The problem:
Please replace "single marker" with "single point" in every one of the items below, leaving the rest of each item unchanged.

Working data:

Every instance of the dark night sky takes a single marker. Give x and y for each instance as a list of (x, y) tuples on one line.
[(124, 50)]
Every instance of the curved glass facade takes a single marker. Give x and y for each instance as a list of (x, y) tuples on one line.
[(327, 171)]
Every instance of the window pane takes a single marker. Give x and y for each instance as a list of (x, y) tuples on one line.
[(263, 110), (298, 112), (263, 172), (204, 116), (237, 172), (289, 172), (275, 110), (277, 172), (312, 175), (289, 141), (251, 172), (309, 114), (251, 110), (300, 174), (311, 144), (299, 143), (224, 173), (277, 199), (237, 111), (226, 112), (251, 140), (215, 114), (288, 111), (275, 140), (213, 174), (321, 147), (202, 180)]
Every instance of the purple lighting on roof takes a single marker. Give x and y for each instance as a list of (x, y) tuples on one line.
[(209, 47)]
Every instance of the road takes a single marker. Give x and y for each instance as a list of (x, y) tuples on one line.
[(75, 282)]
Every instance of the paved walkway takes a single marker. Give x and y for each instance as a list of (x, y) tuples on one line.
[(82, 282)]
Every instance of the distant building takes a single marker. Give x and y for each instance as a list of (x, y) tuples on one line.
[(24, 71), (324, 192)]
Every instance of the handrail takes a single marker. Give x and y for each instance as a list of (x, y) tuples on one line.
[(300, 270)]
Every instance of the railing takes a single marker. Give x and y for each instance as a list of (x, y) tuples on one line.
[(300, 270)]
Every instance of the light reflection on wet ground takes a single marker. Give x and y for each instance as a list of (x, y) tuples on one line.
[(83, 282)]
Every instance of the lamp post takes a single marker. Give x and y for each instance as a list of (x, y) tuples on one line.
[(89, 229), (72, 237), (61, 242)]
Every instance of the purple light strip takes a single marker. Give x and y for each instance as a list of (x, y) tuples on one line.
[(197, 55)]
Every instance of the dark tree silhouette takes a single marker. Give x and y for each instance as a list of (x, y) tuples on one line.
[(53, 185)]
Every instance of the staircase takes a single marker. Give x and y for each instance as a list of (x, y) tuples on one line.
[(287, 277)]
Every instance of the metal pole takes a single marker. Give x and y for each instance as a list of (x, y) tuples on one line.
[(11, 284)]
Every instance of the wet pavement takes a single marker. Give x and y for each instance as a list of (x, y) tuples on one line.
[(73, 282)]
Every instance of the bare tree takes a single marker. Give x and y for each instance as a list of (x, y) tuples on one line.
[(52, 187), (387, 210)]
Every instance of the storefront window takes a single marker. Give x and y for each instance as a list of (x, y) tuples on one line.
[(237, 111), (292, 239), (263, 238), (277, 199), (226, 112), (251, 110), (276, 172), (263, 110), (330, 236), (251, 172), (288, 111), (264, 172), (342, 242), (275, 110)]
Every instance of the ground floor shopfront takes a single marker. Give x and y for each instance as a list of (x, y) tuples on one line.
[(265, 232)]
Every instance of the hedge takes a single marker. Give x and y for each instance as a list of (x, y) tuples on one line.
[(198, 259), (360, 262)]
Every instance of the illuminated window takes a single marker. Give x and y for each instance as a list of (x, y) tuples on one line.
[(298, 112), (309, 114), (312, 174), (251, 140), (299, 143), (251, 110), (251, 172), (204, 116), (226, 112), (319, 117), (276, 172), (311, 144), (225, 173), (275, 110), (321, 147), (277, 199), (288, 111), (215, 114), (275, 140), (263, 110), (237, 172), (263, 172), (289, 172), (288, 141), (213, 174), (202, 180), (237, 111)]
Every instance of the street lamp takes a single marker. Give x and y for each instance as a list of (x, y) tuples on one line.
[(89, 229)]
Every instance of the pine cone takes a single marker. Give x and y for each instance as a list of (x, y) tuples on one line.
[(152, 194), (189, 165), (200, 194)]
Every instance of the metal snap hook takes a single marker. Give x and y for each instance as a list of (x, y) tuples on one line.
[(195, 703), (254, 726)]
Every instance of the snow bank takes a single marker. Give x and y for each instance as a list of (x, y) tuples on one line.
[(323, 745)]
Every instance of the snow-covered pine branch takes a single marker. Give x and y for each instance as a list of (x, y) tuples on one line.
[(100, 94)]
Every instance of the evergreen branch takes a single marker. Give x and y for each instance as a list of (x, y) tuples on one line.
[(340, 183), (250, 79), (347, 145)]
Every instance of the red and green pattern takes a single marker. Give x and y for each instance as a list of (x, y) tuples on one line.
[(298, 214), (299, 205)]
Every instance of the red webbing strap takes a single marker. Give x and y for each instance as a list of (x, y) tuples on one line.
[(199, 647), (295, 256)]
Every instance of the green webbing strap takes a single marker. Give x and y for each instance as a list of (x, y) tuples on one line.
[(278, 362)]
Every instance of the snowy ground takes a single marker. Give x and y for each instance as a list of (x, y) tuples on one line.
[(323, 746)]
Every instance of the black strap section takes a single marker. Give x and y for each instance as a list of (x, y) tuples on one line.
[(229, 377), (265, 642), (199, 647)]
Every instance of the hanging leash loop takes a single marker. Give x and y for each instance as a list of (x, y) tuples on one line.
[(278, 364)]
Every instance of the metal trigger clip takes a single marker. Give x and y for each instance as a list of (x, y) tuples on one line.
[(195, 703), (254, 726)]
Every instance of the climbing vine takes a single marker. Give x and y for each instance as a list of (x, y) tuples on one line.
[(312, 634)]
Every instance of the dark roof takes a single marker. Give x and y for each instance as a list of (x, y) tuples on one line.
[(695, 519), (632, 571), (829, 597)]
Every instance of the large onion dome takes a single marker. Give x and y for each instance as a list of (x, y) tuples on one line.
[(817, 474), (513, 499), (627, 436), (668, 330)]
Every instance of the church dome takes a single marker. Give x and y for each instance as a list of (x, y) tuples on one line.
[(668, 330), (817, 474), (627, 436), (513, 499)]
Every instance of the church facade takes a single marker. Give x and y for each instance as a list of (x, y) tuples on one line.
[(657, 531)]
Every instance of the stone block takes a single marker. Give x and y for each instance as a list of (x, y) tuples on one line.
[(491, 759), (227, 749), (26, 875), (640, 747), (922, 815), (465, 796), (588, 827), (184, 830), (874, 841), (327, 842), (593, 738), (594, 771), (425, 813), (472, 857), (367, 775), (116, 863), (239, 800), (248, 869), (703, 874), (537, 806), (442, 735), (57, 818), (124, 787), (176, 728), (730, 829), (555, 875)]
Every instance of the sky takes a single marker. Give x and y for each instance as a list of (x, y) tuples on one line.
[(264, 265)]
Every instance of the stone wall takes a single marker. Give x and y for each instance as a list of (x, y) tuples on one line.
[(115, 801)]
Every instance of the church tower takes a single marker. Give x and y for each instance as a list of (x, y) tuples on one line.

Output of the exercise:
Every instance of the dark night sky takes a single point. Give x and y for each instance as a list of (x, y) tuples on one line.
[(124, 50)]
Every instance of the curved glass facade takes a single point. Give x and y for each instance as a list of (x, y) tuples on one line.
[(327, 171)]
Every instance of the window pane takes a single point. Give x and y for each instance as a list of (x, y) tuples on one line.
[(263, 110), (298, 112), (263, 172), (204, 116), (237, 172), (289, 172), (275, 110), (277, 172), (312, 175), (289, 141), (251, 172), (309, 114), (251, 110), (300, 174), (311, 144), (299, 143), (224, 173), (277, 199), (237, 111), (226, 112), (251, 140), (215, 114), (288, 111), (275, 140), (213, 174), (321, 147), (202, 180)]
Every instance of the purple lighting on roof takes a single point. Give x and y for each instance as a list of (x, y) tuples on one line.
[(209, 47)]
Every instance of the road takes a single point. Give x and y for each instance as a list of (x, y) tuples on one line.
[(75, 282)]
Every instance of the paved walkway takes a single point. Give x and y for each instance as a list of (x, y) tuples on one line.
[(82, 282)]
Every instance of the distant building takes a single point. Give x and y for each instance as a list of (x, y) tuples on one line.
[(24, 71), (324, 192)]
Every instance of the handrail takes a single point. Give x and y for each instance as a list of (x, y) tuples on one line.
[(300, 270)]
Every instance of the railing takes a single point. Give x and y for each instance as a list of (x, y) tuples on one line.
[(300, 270)]
Every instance of the light reflection on wet ground takes a single point. Give x and y for each instance as a list of (x, y) tuples on one line.
[(83, 282)]
Every instance of the lamp post takes a single point. Give x and y for each instance as a list of (x, y) tuples on one line.
[(89, 229), (72, 237), (61, 242)]
Every instance of the purple light strip takes a single point. Give x and y for each instance as a list of (x, y) tuples on one line.
[(197, 55)]
Every instance of the dark tree silhouette takes a single point. Give x and y for each instance as a list of (x, y) tuples on one line.
[(53, 185)]
Every instance of the staircase takes a single point. Give x and y for each instance as a list of (x, y) tuples on one line.
[(287, 277)]
Every instance of the metal pole takes a single point. Give x and y for each instance as a list of (x, y) tuples on one line.
[(11, 284)]
Every instance of the wet pavement takes a single point. Give x and y for each instance as a list of (x, y) tuples on one line.
[(73, 282)]
Every instance of the bare tree takes a single point. Give x and y for each instance as a list of (x, y) tuples on one line.
[(52, 187), (387, 210)]
Every instance of the storefront window takes a single point. Give x and y for each instance as a list of (x, y) tuples on one line.
[(237, 111), (292, 239), (263, 238), (277, 199), (226, 112), (251, 110), (276, 172), (263, 110), (330, 236), (251, 172), (288, 111), (264, 172), (342, 242), (275, 110)]
Every instance of the ground floor shopfront takes a single point. Give x and y for each instance as a list of (x, y) tuples on one line.
[(265, 232)]
Every instance of the hedge takes a single point. Give x and y for each instance as a list of (x, y) tuples on one line.
[(198, 259), (360, 262)]
Every instance of the illuminated window takes a single point. Give x and y for each instance as a list of (x, y) tuples on one line.
[(298, 112), (309, 114), (312, 174), (251, 140), (299, 143), (251, 110), (251, 172), (204, 116), (226, 112), (319, 117), (276, 172), (311, 144), (225, 173), (275, 110), (321, 147), (277, 199), (288, 111), (215, 114), (275, 140), (263, 110), (237, 172), (263, 172), (289, 172), (288, 141), (213, 174), (202, 180), (237, 111)]
Every instance of the street lamp takes a single point. Give x and y for each instance as a list of (x, y) tuples on one line.
[(89, 229)]
Every instance of the pine cone takes a single point. Give x and y for each instance as a list of (x, y) tuples on one line.
[(152, 194), (189, 165), (200, 194)]
Every instance of the metal snap hook takes a single point. Give x and y for each instance as a list of (x, y) tuples on one line.
[(195, 703), (254, 726)]
Every instance of the snow bank takes a single point. Give x and y for each instance as a list of (x, y) tuples on one line.
[(323, 745)]
Every instance of the snow-covered pine branch takes a single point. Give x and y for each instance as a list of (x, y) tuples on one line.
[(100, 94)]
Every instance of the evergreen branch takes a single point. Give x and y for each instance as a list of (x, y) tuples on one line.
[(340, 183), (250, 79), (347, 145)]
Every instance of the red and green pattern takes a single point. Give x and y for each instance as a list of (x, y) tuples on one line.
[(298, 214), (299, 205)]
Every instance of the red webbing strap takes a single point. Give x and y for each instance as a list of (x, y) tuples on one line.
[(199, 647), (295, 256)]
Every instance of the green webbing strap takes a single point. Give x and y for each instance as a list of (x, y) tuples on one line.
[(278, 362)]
Every instance of the snowy ground takes a single point. Give x and y for each instance as a list of (x, y) tuples on one line.
[(323, 746)]
Every instance of the black strap section takes a single point. Give x and y for each instance as a list of (x, y) tuples on one line.
[(229, 377), (265, 642), (199, 647)]
Every instance of the hanging leash loop takes a single point. Give x and y for each instance as a list of (x, y) tuples on one line.
[(278, 364)]
Every instance of the metal trigger clip takes a single point. Give x and y for each instance as a list of (x, y) tuples on one line.
[(195, 703), (254, 726)]
Every instance of the climbing vine takes a single point. Give x and y for each instance as a list of (x, y) tuples on one line.
[(312, 634)]
Every instance of the dark roof takes a single point. Give x and y for each instance as a list of (x, y) tuples on one line.
[(695, 519), (632, 571), (829, 597)]
Every instance of the large onion dome takes a single point. Give x and y for each instance as a list of (x, y) tuples on one line.
[(817, 474), (513, 499), (627, 436), (668, 330)]
Every instance of the church dome takes a single point. Give x and y for each instance as a list of (x, y) tuples on one line.
[(668, 330), (817, 474), (627, 436), (513, 499)]
Every instance of the church facade takes a single point. Give x and y for each instance as a list of (x, y) tuples on one line.
[(657, 531)]
Every instance of the stone block takes a single point. Give x and y for each instance as a list of (x, y) tuples on one line.
[(491, 759), (227, 749), (26, 875), (640, 747), (922, 815), (465, 796), (588, 827), (184, 830), (874, 841), (327, 842), (593, 738), (594, 771), (425, 813), (472, 857), (367, 775), (116, 863), (239, 800), (248, 869), (703, 874), (537, 806), (442, 735), (57, 818), (124, 787), (176, 728), (730, 829), (555, 875)]
Every instance of the sky takes a single point. Give x and y for each instance as a list of (x, y) tuples on one line.
[(264, 265)]
Every instance of the stone wall takes a single point. Give x and y for each instance as a list of (x, y) tuples on one line.
[(115, 801)]
Every instance of the church tower takes a single point. Give x and y for each instance as a list of (x, y) tuples on one line.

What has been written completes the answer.